Data section below:

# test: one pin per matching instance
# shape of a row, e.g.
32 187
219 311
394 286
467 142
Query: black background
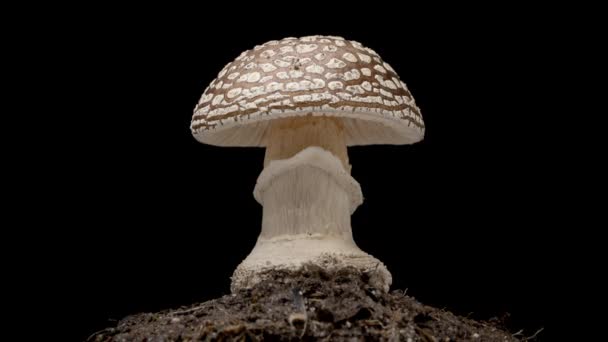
150 219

End of Data section.

=== Task objective ===
The records above must be output exactly, except for the pictures.

=== Expected answer ===
# test: one pin per matching instance
# shape of a row, e.g.
32 187
219 311
394 286
467 142
Query: black background
150 219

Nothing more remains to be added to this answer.